>> BEGIN Supplied data

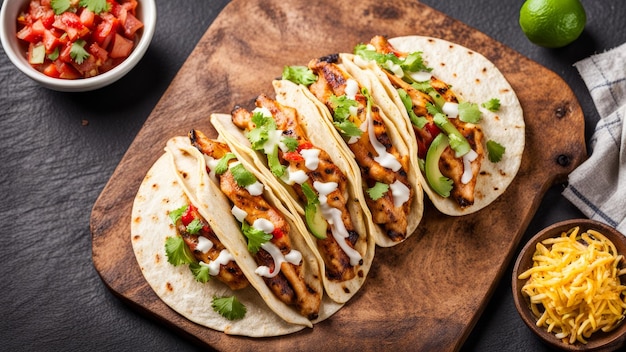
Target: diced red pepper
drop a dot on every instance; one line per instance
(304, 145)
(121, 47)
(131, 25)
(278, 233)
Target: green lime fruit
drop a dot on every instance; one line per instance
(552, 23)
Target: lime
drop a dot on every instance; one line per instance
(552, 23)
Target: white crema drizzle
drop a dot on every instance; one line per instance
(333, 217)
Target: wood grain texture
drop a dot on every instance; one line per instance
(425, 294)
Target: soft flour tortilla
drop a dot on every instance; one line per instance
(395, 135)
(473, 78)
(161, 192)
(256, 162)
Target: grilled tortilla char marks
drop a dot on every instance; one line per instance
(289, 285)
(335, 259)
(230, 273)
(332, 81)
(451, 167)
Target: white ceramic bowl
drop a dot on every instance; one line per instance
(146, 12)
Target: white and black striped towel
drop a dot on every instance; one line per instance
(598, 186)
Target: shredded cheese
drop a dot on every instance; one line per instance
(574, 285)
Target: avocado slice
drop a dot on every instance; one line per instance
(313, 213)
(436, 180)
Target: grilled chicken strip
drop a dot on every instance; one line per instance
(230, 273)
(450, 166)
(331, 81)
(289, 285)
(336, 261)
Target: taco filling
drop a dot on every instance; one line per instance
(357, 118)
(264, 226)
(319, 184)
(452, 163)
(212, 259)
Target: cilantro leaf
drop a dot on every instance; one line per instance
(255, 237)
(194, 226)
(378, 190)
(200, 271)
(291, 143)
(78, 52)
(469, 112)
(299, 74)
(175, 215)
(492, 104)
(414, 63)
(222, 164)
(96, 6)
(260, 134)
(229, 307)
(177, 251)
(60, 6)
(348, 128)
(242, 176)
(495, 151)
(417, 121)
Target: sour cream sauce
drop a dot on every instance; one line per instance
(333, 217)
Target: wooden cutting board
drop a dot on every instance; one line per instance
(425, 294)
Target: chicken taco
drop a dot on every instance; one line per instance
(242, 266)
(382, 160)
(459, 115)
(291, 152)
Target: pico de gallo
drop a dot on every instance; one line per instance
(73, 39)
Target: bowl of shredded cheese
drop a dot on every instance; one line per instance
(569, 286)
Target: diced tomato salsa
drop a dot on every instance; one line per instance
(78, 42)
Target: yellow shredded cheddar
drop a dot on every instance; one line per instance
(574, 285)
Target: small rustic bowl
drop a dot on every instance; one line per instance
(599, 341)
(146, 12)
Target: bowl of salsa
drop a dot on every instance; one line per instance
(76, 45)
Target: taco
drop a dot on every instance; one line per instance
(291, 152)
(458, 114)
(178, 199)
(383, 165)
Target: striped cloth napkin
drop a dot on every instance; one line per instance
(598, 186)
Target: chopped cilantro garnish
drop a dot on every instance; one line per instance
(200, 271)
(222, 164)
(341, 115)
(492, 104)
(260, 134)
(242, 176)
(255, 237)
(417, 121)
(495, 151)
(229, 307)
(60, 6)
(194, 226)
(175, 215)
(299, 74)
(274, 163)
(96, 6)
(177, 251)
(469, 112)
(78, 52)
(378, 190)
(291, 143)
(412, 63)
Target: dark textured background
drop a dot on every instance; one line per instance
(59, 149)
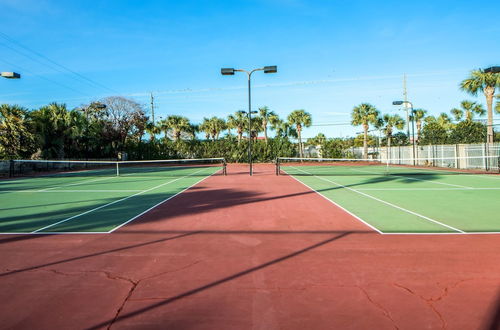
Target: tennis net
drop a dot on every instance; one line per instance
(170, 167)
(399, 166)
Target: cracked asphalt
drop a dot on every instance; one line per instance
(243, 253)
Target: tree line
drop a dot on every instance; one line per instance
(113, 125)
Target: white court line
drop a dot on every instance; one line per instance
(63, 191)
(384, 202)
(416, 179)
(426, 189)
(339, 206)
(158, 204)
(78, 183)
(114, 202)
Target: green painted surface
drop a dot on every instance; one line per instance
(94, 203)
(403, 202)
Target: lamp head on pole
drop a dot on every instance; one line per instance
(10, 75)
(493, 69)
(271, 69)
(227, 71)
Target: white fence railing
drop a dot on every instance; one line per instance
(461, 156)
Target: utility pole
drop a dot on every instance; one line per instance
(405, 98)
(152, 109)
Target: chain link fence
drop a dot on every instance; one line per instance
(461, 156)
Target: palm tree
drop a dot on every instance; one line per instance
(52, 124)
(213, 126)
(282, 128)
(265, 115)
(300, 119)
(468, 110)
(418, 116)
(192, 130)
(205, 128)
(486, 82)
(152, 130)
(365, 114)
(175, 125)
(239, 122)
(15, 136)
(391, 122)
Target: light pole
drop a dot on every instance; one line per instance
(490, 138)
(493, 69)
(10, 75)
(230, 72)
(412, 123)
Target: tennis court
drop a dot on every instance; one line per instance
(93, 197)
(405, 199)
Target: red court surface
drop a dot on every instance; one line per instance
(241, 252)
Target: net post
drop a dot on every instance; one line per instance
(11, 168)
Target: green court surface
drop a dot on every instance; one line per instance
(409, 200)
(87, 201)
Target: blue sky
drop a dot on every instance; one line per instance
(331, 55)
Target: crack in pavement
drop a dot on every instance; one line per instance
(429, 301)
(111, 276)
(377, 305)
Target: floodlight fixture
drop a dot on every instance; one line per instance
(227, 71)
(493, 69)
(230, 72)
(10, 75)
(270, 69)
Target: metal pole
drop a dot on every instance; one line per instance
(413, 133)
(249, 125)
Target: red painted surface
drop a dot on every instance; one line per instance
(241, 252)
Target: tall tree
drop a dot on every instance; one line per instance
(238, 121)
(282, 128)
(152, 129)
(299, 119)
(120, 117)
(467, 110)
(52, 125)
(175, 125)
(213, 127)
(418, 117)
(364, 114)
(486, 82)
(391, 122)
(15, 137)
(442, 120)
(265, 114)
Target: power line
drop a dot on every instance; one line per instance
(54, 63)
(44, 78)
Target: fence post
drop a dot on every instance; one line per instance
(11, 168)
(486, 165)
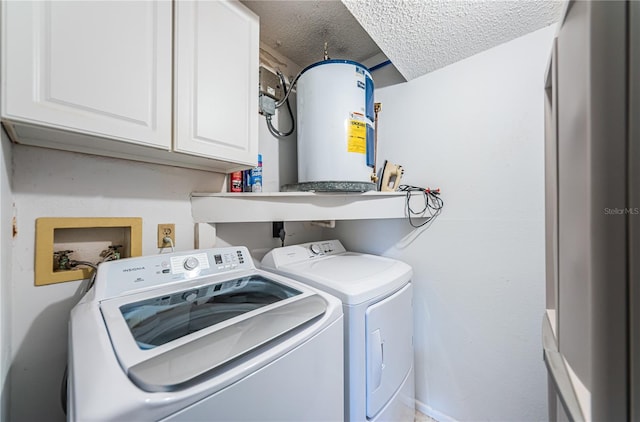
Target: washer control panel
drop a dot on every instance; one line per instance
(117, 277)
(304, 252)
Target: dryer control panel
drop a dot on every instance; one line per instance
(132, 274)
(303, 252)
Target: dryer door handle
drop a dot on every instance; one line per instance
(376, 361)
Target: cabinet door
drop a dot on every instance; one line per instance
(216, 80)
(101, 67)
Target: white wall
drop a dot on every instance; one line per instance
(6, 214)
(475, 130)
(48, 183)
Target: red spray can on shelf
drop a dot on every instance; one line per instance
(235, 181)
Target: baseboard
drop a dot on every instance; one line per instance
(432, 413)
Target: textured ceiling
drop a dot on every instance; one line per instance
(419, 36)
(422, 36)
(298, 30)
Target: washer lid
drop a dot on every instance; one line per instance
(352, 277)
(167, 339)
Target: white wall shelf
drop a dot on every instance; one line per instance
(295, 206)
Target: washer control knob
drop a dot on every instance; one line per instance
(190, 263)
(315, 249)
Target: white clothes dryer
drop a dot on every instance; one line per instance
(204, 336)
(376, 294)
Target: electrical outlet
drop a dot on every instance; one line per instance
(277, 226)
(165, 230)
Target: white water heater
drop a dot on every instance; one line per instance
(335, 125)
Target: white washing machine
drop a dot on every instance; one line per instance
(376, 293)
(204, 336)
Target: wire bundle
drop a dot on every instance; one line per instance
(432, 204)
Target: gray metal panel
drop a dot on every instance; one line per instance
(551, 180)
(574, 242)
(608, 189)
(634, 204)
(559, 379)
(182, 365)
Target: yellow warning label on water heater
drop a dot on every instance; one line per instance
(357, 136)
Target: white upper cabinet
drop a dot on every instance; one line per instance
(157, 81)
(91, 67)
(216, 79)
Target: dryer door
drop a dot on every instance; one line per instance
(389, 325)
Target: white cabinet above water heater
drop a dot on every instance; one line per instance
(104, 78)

>> END Supplied data

» Exercise objective
Please copy everything from the line containing "Target: white cabinet above water heater" down to the end of the listing, both ends included, keeping every line. Multiply each point coordinate by 1.6 and round it to a whole number, with halves rounded up.

» Finished task
Target: white cabinet above water heater
drop a dot on every instance; one line per instance
(166, 125)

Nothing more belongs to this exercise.